### STATED PROBLEM A
In the dating advice blog post below, why should a guy not be intimidated by the writer's scowl? Answer in one to three sentences.

### PAGE EXCERPT
Sunday, August 25, 2013

Dating Advice

Two posts in one day?!  What is this?!  It's my blog.  I'm an adult.  I can do what I want.

So--  whenever I go onto YouTube, it suggests that I watch self-help videos.  Apparently, YouTube thinks I have issues.  Which is probably true.  But, how does looking at "I'm a Parallelogram," "Cat Bug," and "Pink Bandana" translate into "Hey You Need Help... and a Man" videos?  (PS-- those videos that I do watch are for my students....  And, also, I like them.)

Well, YouTube.  I'm tired of you suggesting videos about dating advice, given from guys who I'd never date.  Quite frankly, I don't care if I'm using the right inflections in my voice when I introduce myself to a guy.  I don't care if I bat my eyelashes just right.  You've gotta be kidding me.

Two can play at this game.

Let's pretend, for a while, that I'm doing everything right.  Let's pretend that I'm not the one who needs advice.  Let's pretend that it's the guys who are "broken" and, clearly, not doing their jobs.  Let's pretend that I know what I'm talking about.  Guys, this one's for you!

How To Get a Girl (like me) to Like You in 10 Simple Steps:

  1. Don't expect me to approach you first.  I won't.  I'm too busy doing productive things, and-- quite frankly-- not even thinking about you.  Not to be rude, but with all the people I'm already worrying about, the thought to add you to the list hasn't even crossed my mind.  Don't be intimidated by my scowl either:  I'm just contemplating how long I can put off doing my laundry, or I'm trying to remember if I put out the garbage or not.  If you want to talk to me, then talk to me.

### STATED PROBLEM B
Please reproduce only the part of the records that opens with the line containing "Each instance receives one point. Annotate the pink tubular" and closes with the line containing "58], [144, 87]]", increasing every point coordinate in the answers by 128.

### RAW RECORDS

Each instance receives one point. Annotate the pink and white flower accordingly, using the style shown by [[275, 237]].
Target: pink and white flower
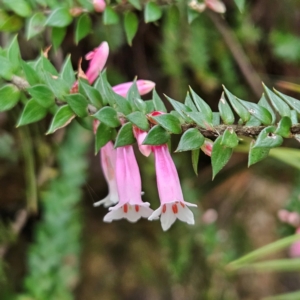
[[108, 163], [172, 205], [130, 206]]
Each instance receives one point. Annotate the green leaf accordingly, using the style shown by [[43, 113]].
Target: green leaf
[[229, 138], [30, 74], [32, 112], [220, 156], [225, 111], [131, 23], [13, 53], [264, 103], [20, 7], [180, 108], [294, 103], [158, 103], [192, 139], [138, 119], [281, 107], [256, 154], [60, 17], [195, 160], [9, 96], [284, 127], [42, 94], [67, 72], [169, 122], [35, 25], [78, 104], [57, 36], [157, 136], [237, 106], [136, 4], [268, 138], [202, 107], [258, 112], [198, 118], [103, 135], [62, 118], [110, 17], [83, 27], [125, 136], [7, 68], [152, 12], [92, 94], [108, 116]]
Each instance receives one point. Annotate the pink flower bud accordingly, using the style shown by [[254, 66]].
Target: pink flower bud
[[99, 5]]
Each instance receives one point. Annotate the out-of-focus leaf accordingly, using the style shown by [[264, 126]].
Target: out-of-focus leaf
[[62, 118], [131, 26], [32, 112], [125, 136], [9, 96], [192, 139], [157, 136], [152, 12], [220, 156], [83, 27]]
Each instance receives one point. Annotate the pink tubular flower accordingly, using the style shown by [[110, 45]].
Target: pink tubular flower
[[99, 5], [172, 205], [128, 177], [108, 162], [97, 58], [144, 87]]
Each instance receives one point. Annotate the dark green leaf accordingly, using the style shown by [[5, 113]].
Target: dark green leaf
[[92, 94], [229, 138], [158, 103], [195, 160], [108, 116], [62, 118], [268, 138], [30, 74], [138, 119], [202, 106], [237, 106], [83, 27], [281, 107], [9, 97], [220, 156], [169, 122], [42, 94], [198, 118], [103, 135], [284, 127], [78, 104], [294, 103], [192, 139], [225, 111], [110, 17], [256, 154], [258, 112], [58, 35], [125, 136], [32, 112], [131, 23], [35, 25], [60, 17], [157, 136], [152, 12], [67, 72]]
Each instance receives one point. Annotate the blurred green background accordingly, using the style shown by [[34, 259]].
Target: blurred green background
[[65, 251]]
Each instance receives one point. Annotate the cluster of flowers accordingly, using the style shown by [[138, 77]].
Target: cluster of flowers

### COMPLETE RESPONSE A
The scowl means nothing about him. The writer is only thinking about how long the laundry can be put off, or trying to remember whether the garbage went out.

### COMPLETE RESPONSE B
Each instance receives one point. Annotate the pink tubular flower accordingly, using the style shown by [[110, 45]].
Target: pink tubular flower
[[227, 133], [300, 333], [256, 305], [236, 290], [225, 186], [272, 215]]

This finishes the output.